Retype each record shown below, leaving every character as it is.

◆ Data for the task ◆
——————————

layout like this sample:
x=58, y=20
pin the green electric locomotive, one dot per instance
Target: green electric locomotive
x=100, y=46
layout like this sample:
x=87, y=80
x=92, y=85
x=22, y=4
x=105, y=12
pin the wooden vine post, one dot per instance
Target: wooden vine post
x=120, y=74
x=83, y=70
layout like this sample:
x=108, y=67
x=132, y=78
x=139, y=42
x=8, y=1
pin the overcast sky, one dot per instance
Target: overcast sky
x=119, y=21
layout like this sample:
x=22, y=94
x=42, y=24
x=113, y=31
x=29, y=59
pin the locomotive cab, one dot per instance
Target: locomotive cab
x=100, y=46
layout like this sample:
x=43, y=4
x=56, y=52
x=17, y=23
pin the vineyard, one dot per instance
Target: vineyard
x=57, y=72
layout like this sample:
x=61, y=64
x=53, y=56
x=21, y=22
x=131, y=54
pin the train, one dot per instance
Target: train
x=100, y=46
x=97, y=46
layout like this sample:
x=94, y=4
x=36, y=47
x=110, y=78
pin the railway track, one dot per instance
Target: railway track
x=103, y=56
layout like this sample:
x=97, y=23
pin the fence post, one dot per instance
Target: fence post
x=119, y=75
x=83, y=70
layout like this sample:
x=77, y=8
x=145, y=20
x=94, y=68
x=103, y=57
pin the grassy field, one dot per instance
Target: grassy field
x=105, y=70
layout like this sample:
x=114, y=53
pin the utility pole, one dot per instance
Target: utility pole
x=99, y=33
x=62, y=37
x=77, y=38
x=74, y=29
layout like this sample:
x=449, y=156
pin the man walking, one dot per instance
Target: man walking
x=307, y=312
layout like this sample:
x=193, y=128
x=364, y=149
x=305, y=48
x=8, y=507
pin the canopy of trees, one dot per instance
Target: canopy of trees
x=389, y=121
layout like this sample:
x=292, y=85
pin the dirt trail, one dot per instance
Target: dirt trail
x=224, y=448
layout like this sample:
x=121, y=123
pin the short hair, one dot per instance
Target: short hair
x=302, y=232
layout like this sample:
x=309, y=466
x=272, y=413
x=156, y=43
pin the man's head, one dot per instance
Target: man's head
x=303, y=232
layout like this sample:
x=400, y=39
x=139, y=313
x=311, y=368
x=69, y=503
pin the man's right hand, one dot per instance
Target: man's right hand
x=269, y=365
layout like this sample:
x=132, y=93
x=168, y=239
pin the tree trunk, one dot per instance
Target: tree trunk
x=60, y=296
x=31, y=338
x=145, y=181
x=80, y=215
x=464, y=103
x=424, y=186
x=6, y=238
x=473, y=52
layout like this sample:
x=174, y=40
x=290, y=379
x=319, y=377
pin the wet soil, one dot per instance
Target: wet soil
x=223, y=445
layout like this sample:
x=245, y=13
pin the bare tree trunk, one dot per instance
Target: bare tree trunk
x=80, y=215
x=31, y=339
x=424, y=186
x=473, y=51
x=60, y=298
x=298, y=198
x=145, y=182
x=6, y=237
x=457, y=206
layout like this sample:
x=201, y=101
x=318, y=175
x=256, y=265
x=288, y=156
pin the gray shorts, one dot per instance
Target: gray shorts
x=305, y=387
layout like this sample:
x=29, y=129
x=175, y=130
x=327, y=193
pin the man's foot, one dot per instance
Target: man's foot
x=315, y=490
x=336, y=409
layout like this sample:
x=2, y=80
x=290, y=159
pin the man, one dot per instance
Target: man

——————————

◆ Final result ◆
layout like this sample:
x=58, y=20
pin the green electric locomotive, one dot per instance
Target: green electric locomotive
x=100, y=46
layout like this sample:
x=87, y=80
x=92, y=85
x=22, y=4
x=105, y=12
pin the wooden vine post, one dot per instance
Target: wooden vine post
x=120, y=74
x=83, y=70
layout like this sample:
x=108, y=67
x=132, y=78
x=139, y=42
x=8, y=1
pin the overcast sky, one dot per instance
Target: overcast sky
x=119, y=21
layout like this sample:
x=22, y=94
x=42, y=24
x=113, y=31
x=29, y=59
pin the locomotive cab, one dot per instance
Target: locomotive cab
x=100, y=46
layout like this sample:
x=43, y=4
x=56, y=52
x=17, y=23
pin the vineyard, one dot per instance
Target: vineyard
x=57, y=72
layout like this sample:
x=61, y=64
x=53, y=56
x=21, y=22
x=131, y=54
pin the train, one dot per instance
Target: train
x=100, y=46
x=97, y=46
layout like this sample:
x=94, y=4
x=36, y=47
x=110, y=78
pin the railway track, one dot per instance
Target: railway track
x=103, y=56
layout like this sample:
x=97, y=23
pin the fence post, one dot per instance
Target: fence post
x=119, y=75
x=83, y=70
layout like this sample:
x=77, y=8
x=145, y=20
x=94, y=68
x=103, y=57
pin the grassy field, one dot per instance
Target: grassy field
x=105, y=70
layout like this sample:
x=114, y=53
pin the utility pole, one dot per instance
Target: utility pole
x=99, y=33
x=62, y=37
x=77, y=38
x=74, y=29
layout like this sample:
x=449, y=156
pin the man walking, one dot per instance
Target: man walking
x=307, y=312
layout like this sample:
x=193, y=128
x=364, y=149
x=305, y=48
x=8, y=507
pin the canopy of trees, one dot per instance
Target: canopy of trees
x=389, y=121
layout like this sample:
x=292, y=85
pin the dirt trail, one dot per instance
Target: dirt trail
x=224, y=448
layout like this sample:
x=121, y=123
pin the short hair, one dot per instance
Target: short hair
x=302, y=232
layout like this sample:
x=309, y=466
x=272, y=413
x=156, y=43
pin the man's head, one dot per instance
Target: man's head
x=303, y=232
layout like this sample:
x=400, y=39
x=139, y=313
x=311, y=368
x=69, y=503
pin the man's right hand, one dot per instance
Target: man's right hand
x=269, y=365
layout like this sample:
x=132, y=93
x=168, y=239
pin the tree trunk, one dot per instance
Target: tree trunk
x=60, y=296
x=31, y=338
x=145, y=181
x=80, y=215
x=464, y=103
x=424, y=186
x=6, y=238
x=473, y=52
layout like this sample:
x=174, y=40
x=290, y=379
x=319, y=377
pin the wet soil, one dot per instance
Target: wet soil
x=223, y=445
layout like this sample:
x=245, y=13
pin the bare tree trunk, one dot per instance
Target: bare tree trunk
x=80, y=215
x=31, y=339
x=424, y=186
x=473, y=51
x=60, y=298
x=298, y=198
x=145, y=182
x=6, y=237
x=457, y=206
layout like this sample:
x=201, y=101
x=318, y=175
x=256, y=265
x=288, y=156
pin the gray shorts, one dot per instance
Target: gray shorts
x=305, y=387
layout like this sample:
x=29, y=129
x=175, y=130
x=327, y=193
pin the man's foot, one dot per instance
Target: man's foot
x=315, y=490
x=336, y=409
layout like this sample:
x=2, y=80
x=290, y=159
pin the man, one dot per instance
Target: man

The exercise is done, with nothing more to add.